Aim of the task
Return each line of the records that contains the string "instance". Case counts.
++++
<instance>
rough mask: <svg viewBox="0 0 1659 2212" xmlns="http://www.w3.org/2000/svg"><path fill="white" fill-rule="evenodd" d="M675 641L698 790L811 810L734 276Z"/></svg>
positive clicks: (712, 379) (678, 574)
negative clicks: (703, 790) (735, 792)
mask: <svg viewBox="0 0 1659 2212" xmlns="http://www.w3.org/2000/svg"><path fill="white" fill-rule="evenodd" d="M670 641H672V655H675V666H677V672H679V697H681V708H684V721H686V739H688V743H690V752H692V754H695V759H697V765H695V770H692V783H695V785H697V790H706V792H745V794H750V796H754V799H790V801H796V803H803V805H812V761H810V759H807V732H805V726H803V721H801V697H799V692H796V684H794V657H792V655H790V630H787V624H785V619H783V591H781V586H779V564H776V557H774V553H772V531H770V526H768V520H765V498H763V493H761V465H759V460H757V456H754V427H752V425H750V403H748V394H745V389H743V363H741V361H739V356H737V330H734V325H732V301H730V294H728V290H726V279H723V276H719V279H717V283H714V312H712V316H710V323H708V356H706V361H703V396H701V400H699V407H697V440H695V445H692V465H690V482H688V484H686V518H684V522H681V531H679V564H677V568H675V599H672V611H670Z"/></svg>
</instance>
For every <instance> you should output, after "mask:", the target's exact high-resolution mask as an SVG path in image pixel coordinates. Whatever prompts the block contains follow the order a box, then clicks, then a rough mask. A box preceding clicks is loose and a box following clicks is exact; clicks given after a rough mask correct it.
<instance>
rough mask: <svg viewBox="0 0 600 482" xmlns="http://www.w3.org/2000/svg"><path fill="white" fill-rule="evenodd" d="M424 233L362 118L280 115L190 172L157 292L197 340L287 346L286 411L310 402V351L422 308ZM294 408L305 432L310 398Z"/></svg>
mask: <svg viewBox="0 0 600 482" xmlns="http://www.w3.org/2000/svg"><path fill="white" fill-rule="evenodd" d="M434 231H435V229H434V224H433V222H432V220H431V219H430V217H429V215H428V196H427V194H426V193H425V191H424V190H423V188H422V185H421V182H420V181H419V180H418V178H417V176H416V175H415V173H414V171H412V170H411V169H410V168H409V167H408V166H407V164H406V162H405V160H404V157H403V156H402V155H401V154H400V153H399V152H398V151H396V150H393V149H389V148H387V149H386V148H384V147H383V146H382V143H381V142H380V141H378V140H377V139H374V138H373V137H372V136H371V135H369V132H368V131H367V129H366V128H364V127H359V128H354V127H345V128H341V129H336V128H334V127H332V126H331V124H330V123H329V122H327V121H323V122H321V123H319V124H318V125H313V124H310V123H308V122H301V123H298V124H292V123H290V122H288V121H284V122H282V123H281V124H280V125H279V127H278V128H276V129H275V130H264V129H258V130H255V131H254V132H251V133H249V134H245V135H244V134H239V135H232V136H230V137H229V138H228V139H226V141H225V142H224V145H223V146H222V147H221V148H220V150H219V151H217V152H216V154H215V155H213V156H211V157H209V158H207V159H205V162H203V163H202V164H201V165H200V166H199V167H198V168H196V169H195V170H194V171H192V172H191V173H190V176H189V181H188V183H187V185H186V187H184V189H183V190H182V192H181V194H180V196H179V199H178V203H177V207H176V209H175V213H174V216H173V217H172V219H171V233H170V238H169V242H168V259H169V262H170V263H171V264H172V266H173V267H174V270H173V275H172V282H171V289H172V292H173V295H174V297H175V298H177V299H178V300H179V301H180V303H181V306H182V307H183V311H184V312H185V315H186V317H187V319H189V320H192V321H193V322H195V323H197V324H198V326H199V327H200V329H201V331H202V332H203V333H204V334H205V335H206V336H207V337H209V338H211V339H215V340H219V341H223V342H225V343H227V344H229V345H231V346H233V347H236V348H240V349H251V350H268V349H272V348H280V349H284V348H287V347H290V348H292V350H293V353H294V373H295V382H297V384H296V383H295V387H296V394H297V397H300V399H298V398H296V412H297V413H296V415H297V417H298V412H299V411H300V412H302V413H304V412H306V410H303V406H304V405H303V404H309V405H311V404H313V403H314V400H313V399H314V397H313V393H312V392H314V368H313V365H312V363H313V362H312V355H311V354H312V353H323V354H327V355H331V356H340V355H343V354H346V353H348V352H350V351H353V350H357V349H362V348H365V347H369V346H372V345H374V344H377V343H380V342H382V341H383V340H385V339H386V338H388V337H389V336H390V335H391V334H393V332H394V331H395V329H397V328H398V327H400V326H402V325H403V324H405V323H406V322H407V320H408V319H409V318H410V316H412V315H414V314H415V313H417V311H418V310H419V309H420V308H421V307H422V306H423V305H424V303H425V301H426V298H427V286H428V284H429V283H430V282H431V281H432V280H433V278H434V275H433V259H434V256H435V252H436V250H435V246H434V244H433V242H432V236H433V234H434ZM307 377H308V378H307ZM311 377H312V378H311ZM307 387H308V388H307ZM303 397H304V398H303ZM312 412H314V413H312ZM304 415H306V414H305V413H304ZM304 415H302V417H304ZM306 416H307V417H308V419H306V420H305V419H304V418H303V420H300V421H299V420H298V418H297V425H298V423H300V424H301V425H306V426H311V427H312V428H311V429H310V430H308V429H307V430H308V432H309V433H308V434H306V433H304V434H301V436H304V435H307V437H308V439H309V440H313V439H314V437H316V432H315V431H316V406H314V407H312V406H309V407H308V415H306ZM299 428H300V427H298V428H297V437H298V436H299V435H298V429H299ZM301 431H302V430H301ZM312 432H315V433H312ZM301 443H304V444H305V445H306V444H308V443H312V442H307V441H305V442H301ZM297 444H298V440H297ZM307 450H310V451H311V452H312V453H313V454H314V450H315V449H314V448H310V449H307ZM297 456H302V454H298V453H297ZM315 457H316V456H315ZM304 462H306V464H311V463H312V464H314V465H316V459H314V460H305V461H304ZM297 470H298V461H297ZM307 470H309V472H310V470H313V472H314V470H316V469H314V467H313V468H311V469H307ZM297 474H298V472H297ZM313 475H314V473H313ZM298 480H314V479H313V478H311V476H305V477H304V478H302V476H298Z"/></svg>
++++
Answer to the exercise
<instance>
</instance>
For every <instance> you should output, after "mask:", the target's exact high-resolution mask as an SVG path in image pixel coordinates. Whatever prompts the block contains follow the order a box, then clicks, then a rough mask. A box preceding clicks is loose and a box following clicks is exact; clicks given after a rough mask correct it.
<instance>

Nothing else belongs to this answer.